-------- ESTRATTO DEL DOCUMENTO --------
Mosca è accusata dall’Intelligence Community, che ha raccolto provo evidenti come quelle uscite sui media e contenute in un report dell’Nsa, di due generi di attacchi informatici: con uno ha cercato direttamente di inserirsi nei software per il voto (e secondo le informazioni di Bloomberg la penetrazione di quest’operazione è superiore a quel che si pensa); con un altro ha colpito i democratici, diffondendo comunicazioni riservati sottratte ai membri del partito e dello staff di Hillary 2016, da cui sono nate diverse informazioni alterate – costruite e rilanciate da siti pro-russi in una vera e propria campagna di diffamazione per denigrare la candidata dem.

IL PACCHETTO

Il pacchetto votato (che è stato collegato a un provvedimento contro l’Iran, colpevole di continuare con la proliferazione dei missili balistici), oltre ad applicare nuove sanzioni contro strutture militari che passano armi al governo siriano e a quelle dell’intelligence russa che hanno compiuto i cyber attacchi, definisce un limite legislativo allo Studio Ovale, permettendo al Congresso di valutare eventuali decisioni del presidente sull’abolizione o l’alleggerimento delle sanzioni stesse. Essendo il Senato a maggioranza repubblicana, è evidente che si tratta di una restrizione che il partito ha imposto alla presidenza. Da sottolineare che l’azione bipartisan arriva in un momento in cui la polarizzazione politica è piuttosto avvelenata, con la collaborazione parlamentare ai minimi, dopo che la Casa Bianca ha spinto i repubblicani all’abrogazione dell’Obamacare senza alcun dialogo con i democratici, e i democratici che vedono la presidenza Trump come la peggiore delle iatture possibili.
--------
- _COSA FARE_
1/ Traduci in inglese questa frase dell'estratto sulle sanzioni: "Essendo il Senato a maggioranza repubblicana, è evidente che si tratta di una restrizione che il partito ha imposto alla presidenza."
2/ Disponi in una tabella Markdown con le colonne "n" e "Riga" tutto ciò che va dall'inizio delle righe di dati fino alla riga che contiene "# a ring inside", estremi inclusi. Lascia fuori le immagini e le righe vuote.
-------- ELENCO DATI --------
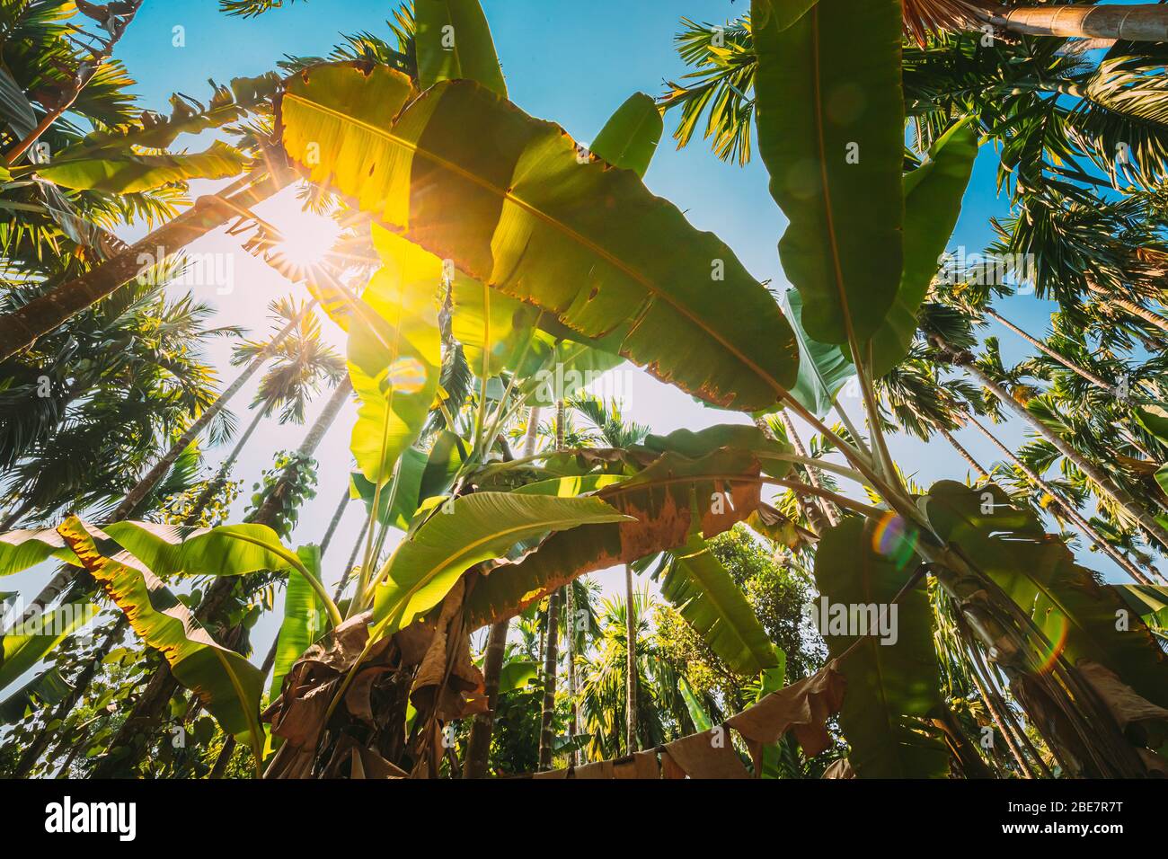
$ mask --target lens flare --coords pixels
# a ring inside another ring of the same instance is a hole
[[[1055,669],[1055,664],[1058,661],[1058,657],[1063,654],[1066,650],[1066,637],[1070,635],[1071,624],[1066,621],[1066,615],[1061,611],[1055,611],[1051,618],[1058,624],[1058,635],[1050,636],[1050,652],[1047,653],[1047,658],[1042,660],[1042,665],[1038,666],[1038,672],[1042,674],[1049,674]]]
[[[896,513],[885,513],[872,528],[872,552],[904,569],[917,552],[917,532]]]
[[[389,366],[389,383],[398,394],[417,394],[426,385],[426,368],[416,358],[399,358]]]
--------
- _RISPOSTE COMPLETE_
1/ With the Senate having a Republican majority, it is clear that this is a restriction the party has imposed on the presidency.

2/
| n | Riga |
|---|---|
| 1 | $ mask --target lens flare --coords pixels |
| 2 | # a ring inside another ring of the same instance is a hole |